## Task inputs
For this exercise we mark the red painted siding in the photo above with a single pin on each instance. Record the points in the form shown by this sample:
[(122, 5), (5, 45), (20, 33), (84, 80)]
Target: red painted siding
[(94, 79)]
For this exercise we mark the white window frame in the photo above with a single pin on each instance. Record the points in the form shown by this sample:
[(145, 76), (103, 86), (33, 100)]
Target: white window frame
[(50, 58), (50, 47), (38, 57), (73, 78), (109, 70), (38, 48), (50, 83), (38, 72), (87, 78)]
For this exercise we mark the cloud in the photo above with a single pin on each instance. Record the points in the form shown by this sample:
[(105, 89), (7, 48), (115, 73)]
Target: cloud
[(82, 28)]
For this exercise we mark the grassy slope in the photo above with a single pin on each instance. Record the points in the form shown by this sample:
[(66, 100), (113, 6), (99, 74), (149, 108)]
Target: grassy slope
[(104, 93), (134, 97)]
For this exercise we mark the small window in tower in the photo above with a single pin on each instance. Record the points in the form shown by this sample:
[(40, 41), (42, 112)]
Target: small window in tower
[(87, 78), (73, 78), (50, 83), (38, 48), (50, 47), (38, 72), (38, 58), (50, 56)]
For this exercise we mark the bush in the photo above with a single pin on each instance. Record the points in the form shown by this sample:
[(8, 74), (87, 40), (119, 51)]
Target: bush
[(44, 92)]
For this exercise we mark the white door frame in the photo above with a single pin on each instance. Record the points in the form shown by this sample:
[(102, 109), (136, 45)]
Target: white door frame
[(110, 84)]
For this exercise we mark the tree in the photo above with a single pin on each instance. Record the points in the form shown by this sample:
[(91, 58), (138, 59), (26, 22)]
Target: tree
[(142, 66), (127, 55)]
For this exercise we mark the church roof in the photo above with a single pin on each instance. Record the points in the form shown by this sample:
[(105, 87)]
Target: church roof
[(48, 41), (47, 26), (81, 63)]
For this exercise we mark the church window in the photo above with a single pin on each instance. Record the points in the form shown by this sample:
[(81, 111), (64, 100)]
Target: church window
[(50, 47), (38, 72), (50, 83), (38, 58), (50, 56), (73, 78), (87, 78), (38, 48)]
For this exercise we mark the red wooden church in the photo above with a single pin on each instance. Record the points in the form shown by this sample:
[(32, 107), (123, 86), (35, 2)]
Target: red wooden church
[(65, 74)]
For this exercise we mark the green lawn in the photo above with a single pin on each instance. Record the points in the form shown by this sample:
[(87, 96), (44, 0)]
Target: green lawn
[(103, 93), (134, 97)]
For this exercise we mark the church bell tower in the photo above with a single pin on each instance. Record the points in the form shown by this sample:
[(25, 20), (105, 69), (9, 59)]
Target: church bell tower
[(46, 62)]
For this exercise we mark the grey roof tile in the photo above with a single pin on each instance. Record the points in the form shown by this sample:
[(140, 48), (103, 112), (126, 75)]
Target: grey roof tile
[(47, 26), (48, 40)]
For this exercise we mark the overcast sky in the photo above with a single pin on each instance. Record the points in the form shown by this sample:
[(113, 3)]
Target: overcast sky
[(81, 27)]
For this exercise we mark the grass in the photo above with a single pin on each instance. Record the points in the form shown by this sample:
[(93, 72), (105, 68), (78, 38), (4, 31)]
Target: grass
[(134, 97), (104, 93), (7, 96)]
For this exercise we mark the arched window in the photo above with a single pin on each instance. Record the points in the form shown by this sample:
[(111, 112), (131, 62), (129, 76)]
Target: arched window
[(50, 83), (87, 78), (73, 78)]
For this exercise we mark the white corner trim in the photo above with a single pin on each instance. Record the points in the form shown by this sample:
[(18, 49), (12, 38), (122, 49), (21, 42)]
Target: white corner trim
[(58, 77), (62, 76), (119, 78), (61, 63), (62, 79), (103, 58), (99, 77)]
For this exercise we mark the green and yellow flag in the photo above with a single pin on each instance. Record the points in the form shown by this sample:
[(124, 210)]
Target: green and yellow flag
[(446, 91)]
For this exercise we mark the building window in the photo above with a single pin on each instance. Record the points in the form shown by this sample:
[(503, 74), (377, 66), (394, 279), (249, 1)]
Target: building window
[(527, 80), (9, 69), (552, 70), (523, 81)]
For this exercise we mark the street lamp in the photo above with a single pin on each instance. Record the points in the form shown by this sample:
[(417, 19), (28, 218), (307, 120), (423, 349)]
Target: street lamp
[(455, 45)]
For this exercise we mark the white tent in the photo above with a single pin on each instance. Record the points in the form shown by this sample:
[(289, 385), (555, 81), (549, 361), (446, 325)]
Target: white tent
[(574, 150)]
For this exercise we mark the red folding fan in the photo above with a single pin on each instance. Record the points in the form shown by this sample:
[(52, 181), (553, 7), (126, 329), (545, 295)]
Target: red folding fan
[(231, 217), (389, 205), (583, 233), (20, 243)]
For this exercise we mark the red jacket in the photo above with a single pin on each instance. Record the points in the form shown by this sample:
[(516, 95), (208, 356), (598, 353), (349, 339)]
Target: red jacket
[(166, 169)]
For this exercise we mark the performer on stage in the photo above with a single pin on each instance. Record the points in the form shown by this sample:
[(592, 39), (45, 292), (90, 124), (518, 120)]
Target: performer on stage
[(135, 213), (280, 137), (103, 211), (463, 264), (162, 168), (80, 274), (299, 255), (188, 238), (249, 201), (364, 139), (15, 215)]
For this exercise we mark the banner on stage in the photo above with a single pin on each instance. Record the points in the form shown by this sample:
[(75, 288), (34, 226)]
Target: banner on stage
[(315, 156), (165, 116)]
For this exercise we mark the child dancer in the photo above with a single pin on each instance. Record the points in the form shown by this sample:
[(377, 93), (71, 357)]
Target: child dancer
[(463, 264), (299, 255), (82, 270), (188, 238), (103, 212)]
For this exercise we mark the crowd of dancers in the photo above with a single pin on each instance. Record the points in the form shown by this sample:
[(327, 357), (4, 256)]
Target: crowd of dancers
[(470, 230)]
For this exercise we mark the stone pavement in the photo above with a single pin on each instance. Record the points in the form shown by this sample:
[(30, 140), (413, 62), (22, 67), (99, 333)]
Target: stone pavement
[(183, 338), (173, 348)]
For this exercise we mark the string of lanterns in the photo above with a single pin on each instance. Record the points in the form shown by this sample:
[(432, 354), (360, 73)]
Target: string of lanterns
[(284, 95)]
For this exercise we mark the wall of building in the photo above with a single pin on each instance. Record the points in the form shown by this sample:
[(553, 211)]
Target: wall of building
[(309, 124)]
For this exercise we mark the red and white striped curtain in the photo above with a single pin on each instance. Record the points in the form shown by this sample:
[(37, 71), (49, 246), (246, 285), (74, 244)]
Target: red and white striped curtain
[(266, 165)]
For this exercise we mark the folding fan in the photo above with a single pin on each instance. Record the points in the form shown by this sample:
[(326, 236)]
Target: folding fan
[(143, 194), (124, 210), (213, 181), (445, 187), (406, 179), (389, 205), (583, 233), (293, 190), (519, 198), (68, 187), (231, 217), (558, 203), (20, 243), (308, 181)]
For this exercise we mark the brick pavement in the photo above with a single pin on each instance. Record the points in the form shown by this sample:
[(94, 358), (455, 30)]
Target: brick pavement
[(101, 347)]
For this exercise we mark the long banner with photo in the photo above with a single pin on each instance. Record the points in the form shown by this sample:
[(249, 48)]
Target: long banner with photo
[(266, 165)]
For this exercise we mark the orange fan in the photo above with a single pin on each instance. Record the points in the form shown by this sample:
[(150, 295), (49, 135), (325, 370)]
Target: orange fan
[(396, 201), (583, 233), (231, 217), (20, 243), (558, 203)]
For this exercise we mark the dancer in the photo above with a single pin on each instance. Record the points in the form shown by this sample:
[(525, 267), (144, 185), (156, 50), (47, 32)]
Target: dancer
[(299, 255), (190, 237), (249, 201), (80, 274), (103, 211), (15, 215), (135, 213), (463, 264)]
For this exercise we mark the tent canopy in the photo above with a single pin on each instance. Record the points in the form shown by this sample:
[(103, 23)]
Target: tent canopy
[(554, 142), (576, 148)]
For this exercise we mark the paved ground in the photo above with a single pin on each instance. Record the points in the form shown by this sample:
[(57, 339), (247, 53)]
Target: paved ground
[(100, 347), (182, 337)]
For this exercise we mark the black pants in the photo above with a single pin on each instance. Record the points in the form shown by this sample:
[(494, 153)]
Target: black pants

## Aim of the exercise
Please render the lines of the records above as a numbered list, starting at the line with "For this exercise we mark the red wooden" and ending at the line with "[(103, 93), (134, 97)]", both included. Leave out any blank lines.

## Result of this exercise
1. For this exercise we mark the red wooden church in the photo above with a single pin on each instance. Record the points in the form shown by this sample:
2. [(32, 107), (123, 86), (35, 2)]
3. Target: red wooden church
4. [(65, 74)]
5. For this exercise we mark the green lawn in the photo above with a single pin on each instance. Record the points in the form shown by this sample:
6. [(87, 96), (44, 0)]
7. Target: green lawn
8. [(103, 93), (134, 97)]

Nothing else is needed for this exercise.